EXCERPTED TEXT
#####
FlashAttention-T: Towards Fully Tensorized Attention by Exploiting Tensor-Vector Parallelism
The attention mechanism is central to modern deep learning, particularly in large language models (LLMs), but suffers from quadratic computational complexity. To accelerate attention computation on GPUs, fused attention techniques (e.g., FlashAttention) consolidate the matrix multiplication (GEMM) and softmax computations into a single kernel. However, these operations remain computationally decoupled: the GEMM leverages high-performance tensor units (Tensor Cores), while the softmax executes on slower vector units (CUDA cores). This imbalance induces severe vector intervals—periods where tensor units sit idle awaiting vector unit completion—significantly underutilizing tensor units. Furthermore, ongoing hardware advancements delivering faster tensor units exacerbate this bottleneck.
To resolve the vector interval bottleneck, in this paper, we propose FlashAttention-T, a fused attention implementation that advances toward fully tensorized fused attention. Our key insight is to offload critical softmax primitives to idle tensor units, maximizing hardware utilization and throughput. Concretely, we first introduce a series of operand value assignment methods to repurpose tensor matrix multiply-add (MMA) instructions for executing softmax primitives (e.g., element-wise scaling). Building on this, we design a tensorized online softmax algorithm with numerical stability guarantees, adhering to the constraints of repurposed tensor MMA instructions. To maximize performance, we parallelize the online softmax computation across tensor and vector units via architecture-aware scheduling techniques, fully leveraging heterogeneous parallelism.
#####
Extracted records

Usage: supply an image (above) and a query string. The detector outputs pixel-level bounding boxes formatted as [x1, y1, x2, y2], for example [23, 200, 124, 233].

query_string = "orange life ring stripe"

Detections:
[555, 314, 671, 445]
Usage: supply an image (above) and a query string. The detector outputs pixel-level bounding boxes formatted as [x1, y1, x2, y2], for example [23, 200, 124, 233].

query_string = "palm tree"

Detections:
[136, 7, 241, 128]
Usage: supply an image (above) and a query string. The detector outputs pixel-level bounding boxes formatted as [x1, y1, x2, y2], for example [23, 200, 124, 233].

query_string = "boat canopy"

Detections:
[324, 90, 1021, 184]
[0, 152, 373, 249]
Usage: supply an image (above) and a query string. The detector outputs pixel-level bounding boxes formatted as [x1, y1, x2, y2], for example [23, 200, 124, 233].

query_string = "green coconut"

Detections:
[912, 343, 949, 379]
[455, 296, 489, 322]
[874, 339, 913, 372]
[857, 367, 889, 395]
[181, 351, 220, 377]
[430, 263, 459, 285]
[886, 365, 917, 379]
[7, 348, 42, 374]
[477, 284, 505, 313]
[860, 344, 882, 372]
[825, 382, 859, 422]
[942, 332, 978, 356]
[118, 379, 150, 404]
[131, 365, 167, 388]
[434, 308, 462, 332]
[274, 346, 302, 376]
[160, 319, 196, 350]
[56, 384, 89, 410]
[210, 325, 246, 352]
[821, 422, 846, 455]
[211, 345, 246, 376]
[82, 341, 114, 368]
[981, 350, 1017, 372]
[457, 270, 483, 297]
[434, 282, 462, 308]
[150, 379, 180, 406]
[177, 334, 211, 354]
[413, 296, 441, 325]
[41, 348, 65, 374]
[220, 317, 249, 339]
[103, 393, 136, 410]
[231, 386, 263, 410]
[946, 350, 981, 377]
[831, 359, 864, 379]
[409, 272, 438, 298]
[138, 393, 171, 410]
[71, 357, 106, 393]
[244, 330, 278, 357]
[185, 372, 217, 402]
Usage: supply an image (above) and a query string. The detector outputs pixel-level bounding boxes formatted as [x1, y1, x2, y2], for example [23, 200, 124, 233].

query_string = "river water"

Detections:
#####
QUESTIONS
1. Condense the paragraph of the FlashAttention-T abstract that begins "The attention mechanism is central" into a short bulleted list, keeping its main facts.
2. According to the FlashAttention-T abstract, what hardware units does the softmax execute on?
3. Carry the FlashAttention-T abstract forward from its last sentence.
The entries above were taken from a different source than the FlashAttention-T abstract.

ANSWERS
1.
- Attention is central to deep learning, especially LLMs, but has quadratic computational complexity.
- Fused attention techniques such as FlashAttention combine GEMM and softmax into one GPU kernel.
- The two stay computationally decoupled: GEMM runs on fast tensor units (Tensor Cores), while softmax runs on slower vector units (CUDA cores).
- This causes vector intervals, when tensor units sit idle waiting on vector units, leaving them badly underutilized.
- Faster tensor units from new hardware make this bottleneck worse.

2. The slower vector units (CUDA cores).

3.
Extensive evaluation of various attention configurations across multiple platforms including NVIDIA Ampere (A100 and AGX Orin) and Hopper (H100) GPUs demonstrates that FlashAttention-T achieves vector interval ratios 1.17–2.18x lower than the baseline on Ampere GPUs and reduces them down to 2.7% on the Hopper H100, with average speedups of up to 1.17x against FlashAttention-2 and FlashAttention-3 while preserving numerical stability and accuracy.